- Document segment -

U.S. District Judge Thelton Henderson imposed the receivership in 2005 after concluding that medical care in the state’s overcrowded prisons was so poor it violated minimum constitutional standards, with one inmate dying unnecessarily each week.

The 9th U.S. Circuit Court of Appeals rejected claims by the administration of Gov. Arnold Schwarzenegger that the receivership was not authorized by federal law, or, alternatively, was no longer needed.

Circuit Judge William Canby wrote, “The state to this day has not pointed to any evidence that it could remedy its constitutional violations in the absence of the receivership.”

Canby and two other judges unanimously ruled that the receivership did not contravene a federal law that restricts prison lawsuits and that there was “ample evidence” that it was needed.

Schwarzenegger spokeswoman Rachel Arrezola said, “We disagree with the ruling,” and said the administration will appeal to an expanded 11-judge panel of the appeals court.

Receiver Clark Kelso said the decision “reaffirms the legal basis and factual need for the receivership over California’s prison medical care system.”

The ruling stemmed from a civil rights lawsuit filed in federal court in San Francisco in 2001 by inmates who claimed substandard medical care violated the constitutional ban on cruel and unusual punishment.

The state previously agreed to a settlement of the case in 2002, and then, when it failed to meet the terms of the agreement, did not oppose the creation of the receivership in 2005 and Henderson’s appointment of a receiver in 2006.

The Schwarzenegger administration began its challenge to the receivership in 2009.

The appeals panel said the state was in “a poor position” to object to the receivership since the measure was imposed “only after the state admitted its inability to comply with consent orders intended to remedy the constitutional violations in its prisons.”

- Task item A -
According to the report on California's prison medical receivership, in what year did the Schwarzenegger administration begin challenging the receivership?
- Task item B -
From the report on California's prison medical receivership, reproduce word for word the passage starting with "Canby and two" and going on through "it was needed.".

- Data supplied -
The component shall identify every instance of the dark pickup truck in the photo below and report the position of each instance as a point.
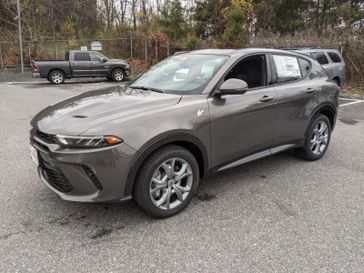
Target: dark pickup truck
(81, 64)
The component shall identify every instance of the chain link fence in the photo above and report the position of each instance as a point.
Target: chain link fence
(148, 50)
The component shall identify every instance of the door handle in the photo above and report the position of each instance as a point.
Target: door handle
(310, 90)
(266, 99)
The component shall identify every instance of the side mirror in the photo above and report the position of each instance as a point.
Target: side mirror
(232, 87)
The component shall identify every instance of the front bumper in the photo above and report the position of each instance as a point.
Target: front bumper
(84, 175)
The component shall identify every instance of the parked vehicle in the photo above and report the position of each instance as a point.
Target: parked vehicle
(188, 117)
(331, 61)
(81, 64)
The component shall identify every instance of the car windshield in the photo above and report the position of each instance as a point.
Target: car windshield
(182, 74)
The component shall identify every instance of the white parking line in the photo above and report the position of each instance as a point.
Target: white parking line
(354, 101)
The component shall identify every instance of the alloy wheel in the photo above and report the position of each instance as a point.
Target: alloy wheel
(319, 138)
(118, 75)
(171, 183)
(57, 77)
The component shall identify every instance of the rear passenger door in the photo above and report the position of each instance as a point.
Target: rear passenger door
(296, 95)
(81, 65)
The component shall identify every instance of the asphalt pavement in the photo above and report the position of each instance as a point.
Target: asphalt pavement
(278, 214)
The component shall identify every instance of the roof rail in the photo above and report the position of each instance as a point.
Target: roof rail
(307, 47)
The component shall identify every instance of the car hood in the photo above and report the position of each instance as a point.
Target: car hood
(76, 115)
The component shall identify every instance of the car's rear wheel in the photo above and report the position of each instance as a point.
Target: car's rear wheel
(166, 181)
(56, 77)
(317, 138)
(118, 75)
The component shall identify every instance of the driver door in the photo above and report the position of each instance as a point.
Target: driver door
(242, 125)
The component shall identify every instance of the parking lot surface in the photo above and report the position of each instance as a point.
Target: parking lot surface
(279, 214)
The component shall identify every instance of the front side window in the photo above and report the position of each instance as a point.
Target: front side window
(320, 57)
(335, 58)
(82, 56)
(252, 70)
(96, 57)
(286, 68)
(181, 74)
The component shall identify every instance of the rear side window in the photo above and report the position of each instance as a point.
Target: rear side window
(320, 57)
(82, 56)
(335, 58)
(304, 66)
(286, 68)
(317, 72)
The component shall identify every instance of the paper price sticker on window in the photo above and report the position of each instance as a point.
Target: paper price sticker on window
(287, 66)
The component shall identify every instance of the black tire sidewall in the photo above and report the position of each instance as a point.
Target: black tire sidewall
(115, 70)
(308, 152)
(56, 71)
(141, 192)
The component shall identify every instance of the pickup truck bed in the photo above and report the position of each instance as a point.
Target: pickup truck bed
(81, 64)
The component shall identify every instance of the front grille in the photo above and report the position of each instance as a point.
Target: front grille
(92, 177)
(45, 137)
(55, 177)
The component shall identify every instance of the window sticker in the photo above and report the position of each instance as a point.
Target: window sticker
(287, 66)
(181, 74)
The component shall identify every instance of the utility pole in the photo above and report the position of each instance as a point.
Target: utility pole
(20, 38)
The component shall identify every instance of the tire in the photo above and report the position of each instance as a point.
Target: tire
(56, 77)
(317, 138)
(337, 81)
(158, 191)
(118, 75)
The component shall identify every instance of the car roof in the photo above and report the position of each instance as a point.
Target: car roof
(243, 51)
(313, 49)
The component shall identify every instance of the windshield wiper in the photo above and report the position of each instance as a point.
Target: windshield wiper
(146, 88)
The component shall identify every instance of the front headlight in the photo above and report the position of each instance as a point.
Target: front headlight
(87, 141)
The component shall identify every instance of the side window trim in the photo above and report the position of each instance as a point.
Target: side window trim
(274, 69)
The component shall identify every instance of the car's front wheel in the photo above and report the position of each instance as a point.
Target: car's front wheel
(166, 181)
(56, 77)
(118, 75)
(317, 138)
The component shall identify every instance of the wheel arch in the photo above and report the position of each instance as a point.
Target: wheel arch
(116, 67)
(337, 79)
(328, 110)
(56, 69)
(187, 141)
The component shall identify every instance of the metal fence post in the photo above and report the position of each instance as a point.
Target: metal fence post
(131, 47)
(156, 50)
(30, 53)
(1, 58)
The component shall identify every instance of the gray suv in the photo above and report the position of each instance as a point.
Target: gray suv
(188, 117)
(330, 59)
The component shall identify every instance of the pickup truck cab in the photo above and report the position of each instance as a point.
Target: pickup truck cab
(81, 64)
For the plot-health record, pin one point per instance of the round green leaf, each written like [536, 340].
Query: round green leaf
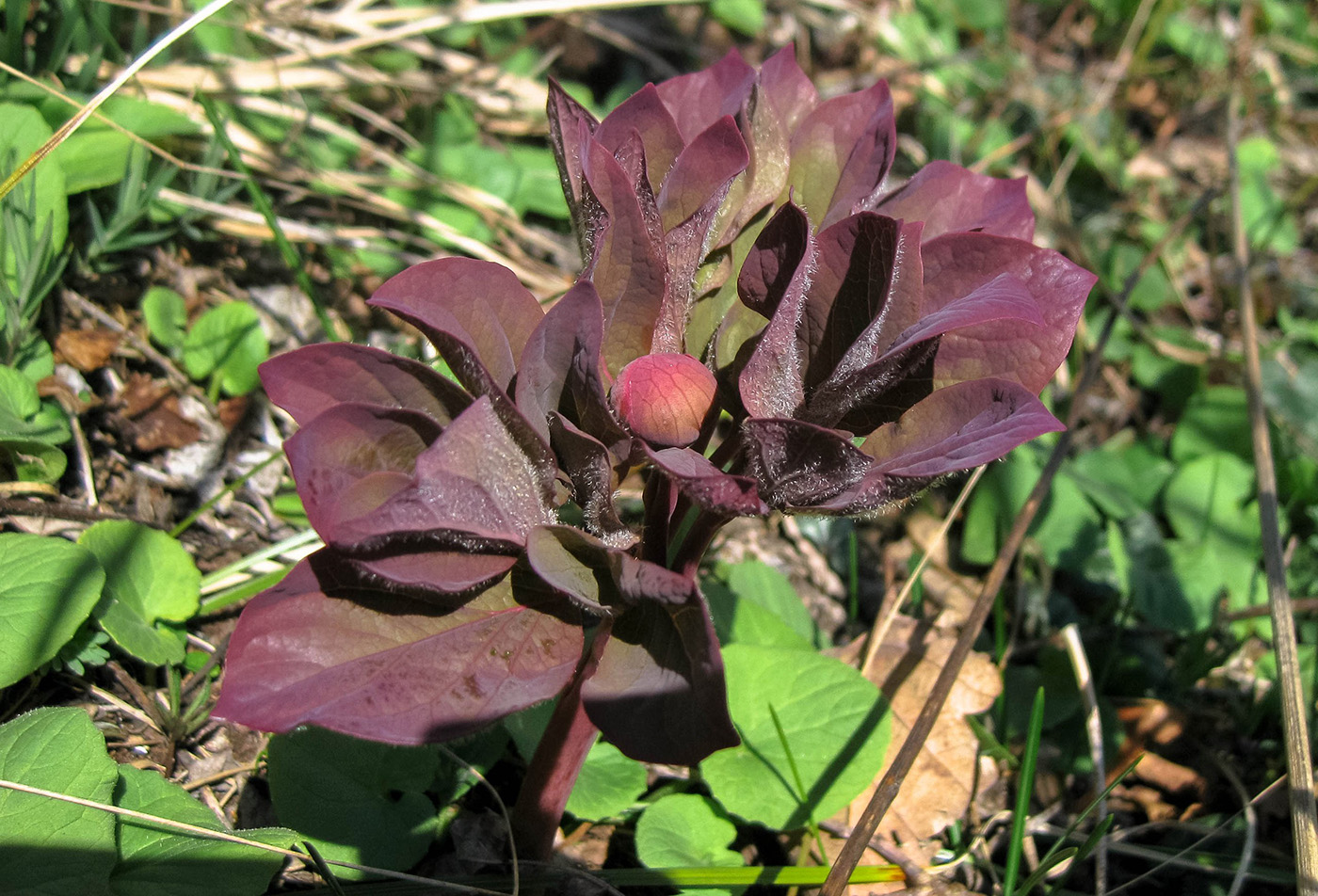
[834, 722]
[48, 586]
[685, 830]
[227, 342]
[49, 847]
[608, 784]
[356, 800]
[151, 582]
[158, 862]
[167, 316]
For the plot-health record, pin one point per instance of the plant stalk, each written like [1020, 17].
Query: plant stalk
[555, 766]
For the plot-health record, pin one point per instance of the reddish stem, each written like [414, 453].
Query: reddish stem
[555, 767]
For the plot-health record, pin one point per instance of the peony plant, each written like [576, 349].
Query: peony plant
[762, 323]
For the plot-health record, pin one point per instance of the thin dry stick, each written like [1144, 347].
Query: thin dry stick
[880, 626]
[1124, 56]
[108, 89]
[887, 791]
[1304, 812]
[206, 833]
[1251, 826]
[1094, 730]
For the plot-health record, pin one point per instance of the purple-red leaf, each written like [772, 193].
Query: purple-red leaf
[799, 464]
[948, 198]
[708, 487]
[775, 276]
[849, 392]
[959, 427]
[700, 99]
[570, 129]
[778, 263]
[590, 467]
[646, 115]
[560, 366]
[476, 312]
[352, 457]
[865, 283]
[628, 269]
[841, 153]
[474, 483]
[958, 264]
[702, 170]
[786, 88]
[313, 378]
[325, 648]
[597, 576]
[658, 692]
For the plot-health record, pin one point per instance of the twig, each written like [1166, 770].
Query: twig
[919, 733]
[1094, 728]
[1304, 810]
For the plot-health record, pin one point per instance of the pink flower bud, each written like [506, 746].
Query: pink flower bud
[665, 398]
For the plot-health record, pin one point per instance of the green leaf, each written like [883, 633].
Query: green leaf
[48, 586]
[755, 583]
[48, 846]
[745, 16]
[836, 724]
[24, 132]
[1159, 592]
[1123, 477]
[355, 800]
[92, 158]
[1209, 501]
[24, 417]
[1215, 419]
[684, 830]
[747, 622]
[158, 862]
[608, 786]
[151, 582]
[165, 312]
[33, 461]
[227, 342]
[1267, 220]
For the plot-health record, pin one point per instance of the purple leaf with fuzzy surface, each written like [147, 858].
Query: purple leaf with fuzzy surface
[948, 200]
[777, 276]
[866, 285]
[472, 483]
[313, 378]
[351, 458]
[700, 99]
[571, 125]
[958, 264]
[646, 115]
[708, 487]
[476, 312]
[560, 366]
[959, 427]
[326, 648]
[841, 153]
[628, 267]
[658, 692]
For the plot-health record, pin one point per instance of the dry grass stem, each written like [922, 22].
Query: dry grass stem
[1304, 809]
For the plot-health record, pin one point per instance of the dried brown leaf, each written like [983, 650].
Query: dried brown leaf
[88, 349]
[944, 777]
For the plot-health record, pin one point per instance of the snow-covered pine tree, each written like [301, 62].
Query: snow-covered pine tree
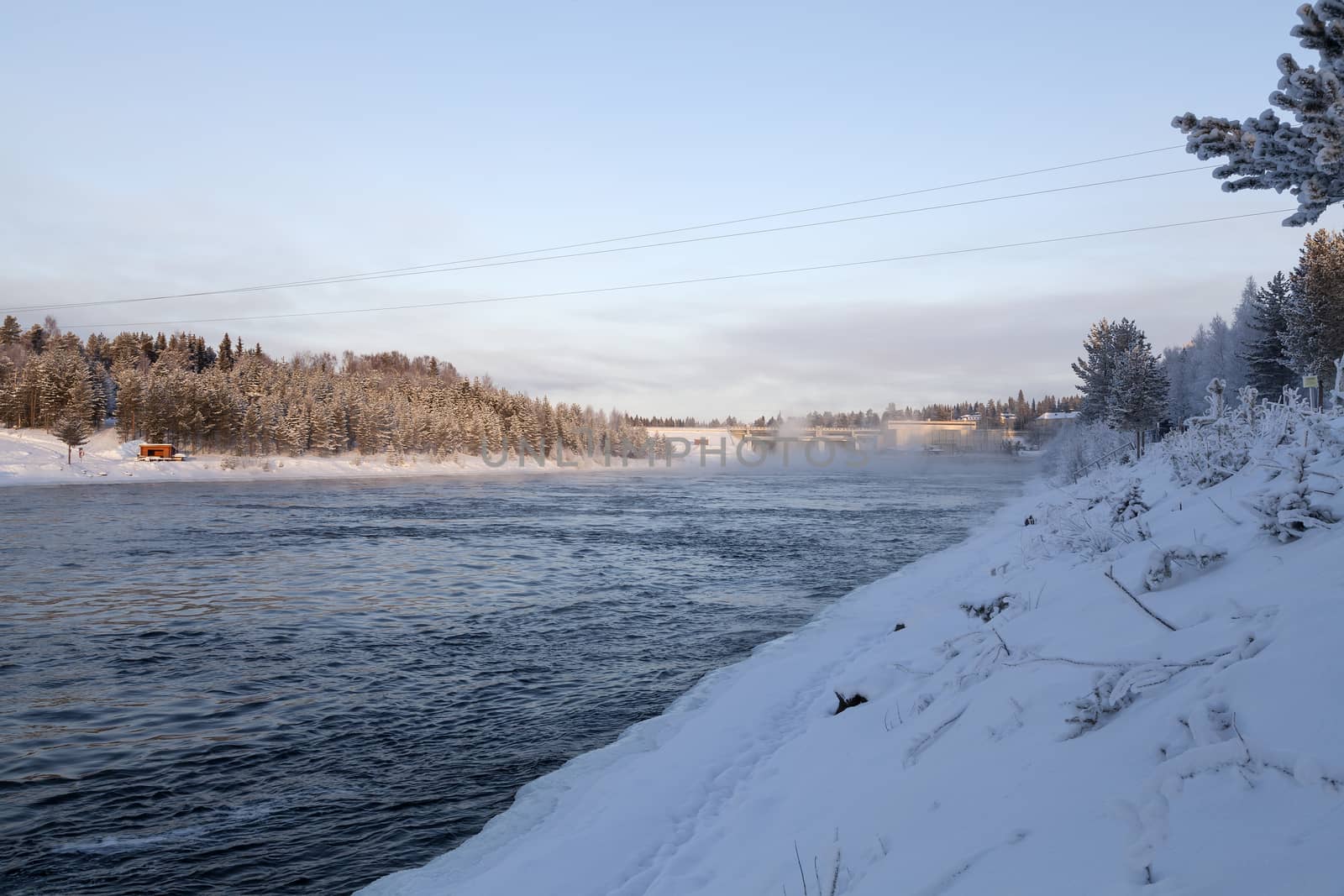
[1314, 313]
[1307, 159]
[10, 332]
[1263, 349]
[73, 432]
[1139, 391]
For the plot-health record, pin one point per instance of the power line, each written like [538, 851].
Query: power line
[690, 281]
[353, 278]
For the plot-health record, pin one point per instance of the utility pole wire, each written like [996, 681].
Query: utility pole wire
[683, 282]
[514, 258]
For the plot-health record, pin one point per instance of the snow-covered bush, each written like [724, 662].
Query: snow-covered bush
[1084, 448]
[1162, 564]
[987, 610]
[1216, 445]
[1070, 528]
[1287, 508]
[1105, 699]
[1131, 504]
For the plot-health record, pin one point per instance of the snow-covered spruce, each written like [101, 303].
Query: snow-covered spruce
[1267, 152]
[1074, 743]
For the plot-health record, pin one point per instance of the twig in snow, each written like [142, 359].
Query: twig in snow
[1242, 739]
[1225, 512]
[1131, 594]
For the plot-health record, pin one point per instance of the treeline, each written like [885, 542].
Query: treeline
[1289, 328]
[1016, 411]
[237, 399]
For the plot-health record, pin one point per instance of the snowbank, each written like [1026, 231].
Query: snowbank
[34, 457]
[1070, 743]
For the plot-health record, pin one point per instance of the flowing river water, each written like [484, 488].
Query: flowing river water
[300, 687]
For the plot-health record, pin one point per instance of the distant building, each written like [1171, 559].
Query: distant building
[151, 452]
[932, 436]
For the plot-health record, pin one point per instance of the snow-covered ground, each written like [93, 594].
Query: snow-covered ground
[34, 457]
[1030, 727]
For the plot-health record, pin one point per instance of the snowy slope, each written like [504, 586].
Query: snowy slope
[1205, 761]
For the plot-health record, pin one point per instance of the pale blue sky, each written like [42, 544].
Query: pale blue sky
[174, 147]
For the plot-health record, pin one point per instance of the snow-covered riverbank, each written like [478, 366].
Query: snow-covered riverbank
[35, 457]
[1136, 692]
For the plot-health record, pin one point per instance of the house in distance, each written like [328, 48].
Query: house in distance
[154, 452]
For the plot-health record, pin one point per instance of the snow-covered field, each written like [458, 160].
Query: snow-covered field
[34, 457]
[1030, 727]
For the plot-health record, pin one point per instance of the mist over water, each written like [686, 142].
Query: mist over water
[299, 687]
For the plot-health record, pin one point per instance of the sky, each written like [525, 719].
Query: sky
[171, 148]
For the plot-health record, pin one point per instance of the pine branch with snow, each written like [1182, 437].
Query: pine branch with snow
[1267, 152]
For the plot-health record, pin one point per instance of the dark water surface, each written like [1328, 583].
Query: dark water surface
[300, 687]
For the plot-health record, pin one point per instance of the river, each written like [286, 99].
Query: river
[300, 687]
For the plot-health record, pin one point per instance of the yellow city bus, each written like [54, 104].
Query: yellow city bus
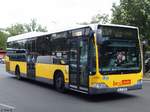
[91, 59]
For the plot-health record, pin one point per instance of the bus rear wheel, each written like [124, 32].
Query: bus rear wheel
[17, 73]
[59, 82]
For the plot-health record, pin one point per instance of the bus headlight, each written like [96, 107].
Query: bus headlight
[100, 86]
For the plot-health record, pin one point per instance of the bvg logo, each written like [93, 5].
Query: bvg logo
[121, 83]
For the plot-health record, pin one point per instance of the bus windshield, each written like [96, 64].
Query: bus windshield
[121, 52]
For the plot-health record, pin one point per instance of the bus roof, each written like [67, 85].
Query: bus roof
[61, 29]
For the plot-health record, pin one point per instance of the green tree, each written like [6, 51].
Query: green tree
[98, 18]
[34, 26]
[18, 28]
[133, 12]
[15, 29]
[3, 38]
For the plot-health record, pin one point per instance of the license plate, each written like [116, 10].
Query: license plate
[122, 89]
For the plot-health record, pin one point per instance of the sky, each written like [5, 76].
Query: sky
[52, 13]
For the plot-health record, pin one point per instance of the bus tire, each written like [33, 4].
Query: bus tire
[17, 73]
[59, 82]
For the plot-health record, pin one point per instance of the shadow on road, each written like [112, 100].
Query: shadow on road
[88, 98]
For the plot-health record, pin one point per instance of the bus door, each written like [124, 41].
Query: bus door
[31, 66]
[78, 64]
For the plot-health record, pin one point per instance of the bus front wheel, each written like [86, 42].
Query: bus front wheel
[59, 82]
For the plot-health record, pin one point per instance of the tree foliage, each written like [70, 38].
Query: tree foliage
[18, 28]
[3, 38]
[133, 12]
[98, 18]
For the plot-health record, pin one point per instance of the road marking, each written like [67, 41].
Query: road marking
[7, 106]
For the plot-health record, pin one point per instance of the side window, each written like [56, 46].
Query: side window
[83, 52]
[92, 56]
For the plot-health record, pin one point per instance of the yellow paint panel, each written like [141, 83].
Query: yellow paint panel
[115, 80]
[47, 70]
[22, 66]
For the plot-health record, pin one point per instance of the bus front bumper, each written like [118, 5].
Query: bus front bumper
[95, 91]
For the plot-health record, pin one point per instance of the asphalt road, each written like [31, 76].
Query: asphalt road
[31, 96]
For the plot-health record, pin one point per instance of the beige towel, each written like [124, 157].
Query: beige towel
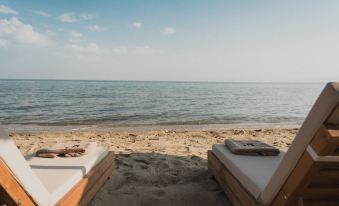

- Expected output A -
2009

- Expected output B -
Canby and two other judges unanimously ruled that the receivership did not contravene a federal law that restricts prison lawsuits and that there was “ample evidence” that it was needed.